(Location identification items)
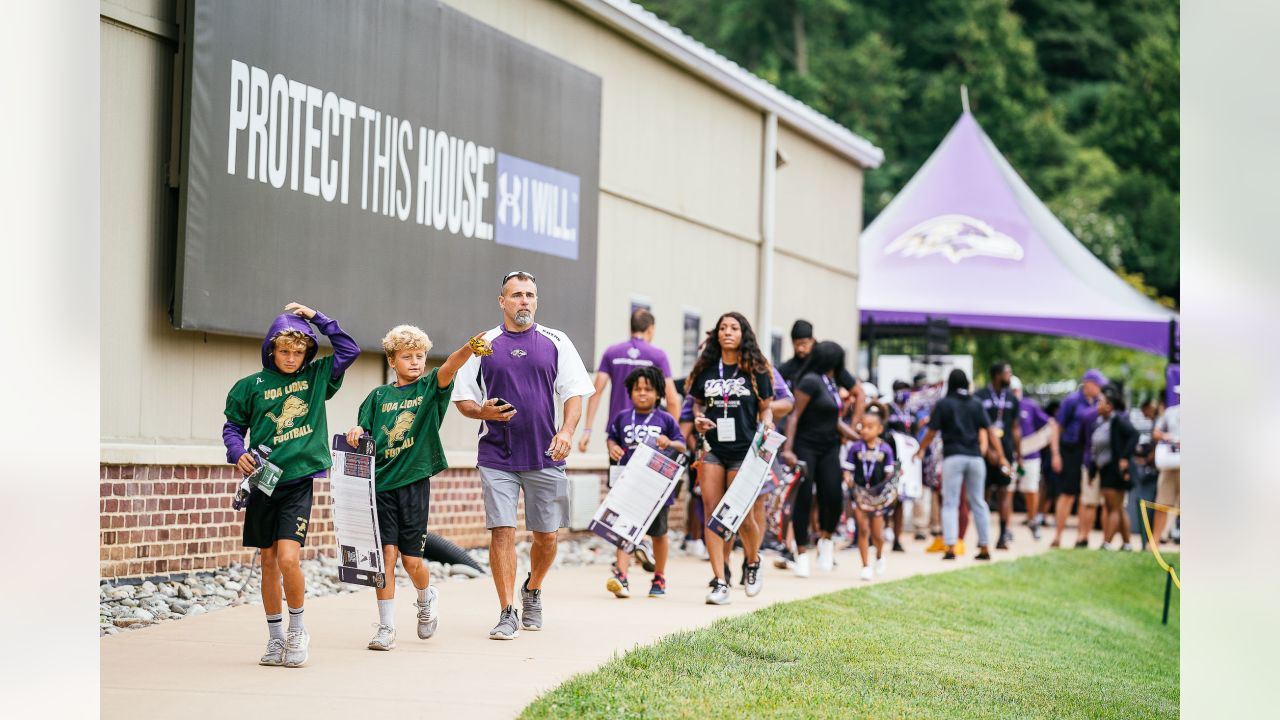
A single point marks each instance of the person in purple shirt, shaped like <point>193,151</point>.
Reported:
<point>1068,445</point>
<point>868,468</point>
<point>513,392</point>
<point>617,363</point>
<point>282,408</point>
<point>1033,419</point>
<point>644,423</point>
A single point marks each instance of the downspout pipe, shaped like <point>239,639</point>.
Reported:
<point>768,209</point>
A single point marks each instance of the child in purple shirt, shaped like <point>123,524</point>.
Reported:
<point>644,423</point>
<point>869,470</point>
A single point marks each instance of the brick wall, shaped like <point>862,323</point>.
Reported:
<point>163,519</point>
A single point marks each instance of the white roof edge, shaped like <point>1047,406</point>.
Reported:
<point>648,30</point>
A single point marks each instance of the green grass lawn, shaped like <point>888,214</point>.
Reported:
<point>1064,634</point>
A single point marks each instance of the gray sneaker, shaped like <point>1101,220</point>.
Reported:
<point>274,654</point>
<point>644,555</point>
<point>507,627</point>
<point>296,643</point>
<point>720,593</point>
<point>533,602</point>
<point>752,579</point>
<point>426,618</point>
<point>384,638</point>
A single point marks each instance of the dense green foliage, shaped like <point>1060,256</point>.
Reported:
<point>1080,95</point>
<point>1064,634</point>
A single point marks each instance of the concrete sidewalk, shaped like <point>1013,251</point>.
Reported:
<point>206,666</point>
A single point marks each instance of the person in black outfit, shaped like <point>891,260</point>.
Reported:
<point>732,388</point>
<point>963,424</point>
<point>1004,411</point>
<point>1114,443</point>
<point>814,433</point>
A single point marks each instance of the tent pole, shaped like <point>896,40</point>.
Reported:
<point>871,350</point>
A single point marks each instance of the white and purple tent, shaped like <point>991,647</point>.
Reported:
<point>969,242</point>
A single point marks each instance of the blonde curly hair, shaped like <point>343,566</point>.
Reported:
<point>405,337</point>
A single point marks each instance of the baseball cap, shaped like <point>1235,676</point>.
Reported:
<point>1095,376</point>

What you need to do
Render the lines of the records as a numbered list without blank lines, starting with the line that contains "A single point marks each instance of the downspout" and going on through the line that contains "<point>969,242</point>", with both of those lines included.

Output of the exercise
1. A single point marks each instance of the downspout pipe, shaped like <point>239,639</point>.
2. Reported:
3. <point>768,209</point>
4. A single point marks each instance of the child in purple shirt, shaped like <point>123,524</point>.
5. Reported:
6. <point>644,423</point>
7. <point>869,470</point>
8. A single point marks each instance of the brick wall, shaped like <point>862,323</point>.
9. Reported:
10. <point>163,519</point>
11. A single point marks each instance of the white roof edge, shaped like <point>1047,406</point>.
12. Reported:
13. <point>648,30</point>
14. A single point marks each instance of the green grass lawn, shaped like <point>888,214</point>.
15. Reported:
16. <point>1064,634</point>
17. A single point marks each instance of the gray sneaker, shaped like <point>1101,220</point>.
18. Reported:
19. <point>274,654</point>
20. <point>644,555</point>
21. <point>507,627</point>
22. <point>296,643</point>
23. <point>720,593</point>
24. <point>533,602</point>
25. <point>752,579</point>
26. <point>426,618</point>
27. <point>384,638</point>
28. A single point marks each instance of the dense green foliage, shaped like <point>1060,256</point>.
29. Reported:
30. <point>1080,95</point>
31. <point>1064,634</point>
32. A single point marks each instance of the concrete sidewalk, shaped like <point>1013,251</point>.
33. Reported:
34. <point>206,666</point>
35. A single point marks each instance of the person in black outfit, shaped like <point>891,260</point>.
36. Reported:
37. <point>732,388</point>
38. <point>963,424</point>
39. <point>1004,411</point>
40. <point>1114,443</point>
41. <point>814,433</point>
42. A single point marks each instance of the tent pole, shaped like <point>896,40</point>.
43. Reported:
44. <point>871,350</point>
45. A single point marks each instance of the white and purple tent, shaped like <point>991,647</point>.
46. Reported:
47. <point>969,242</point>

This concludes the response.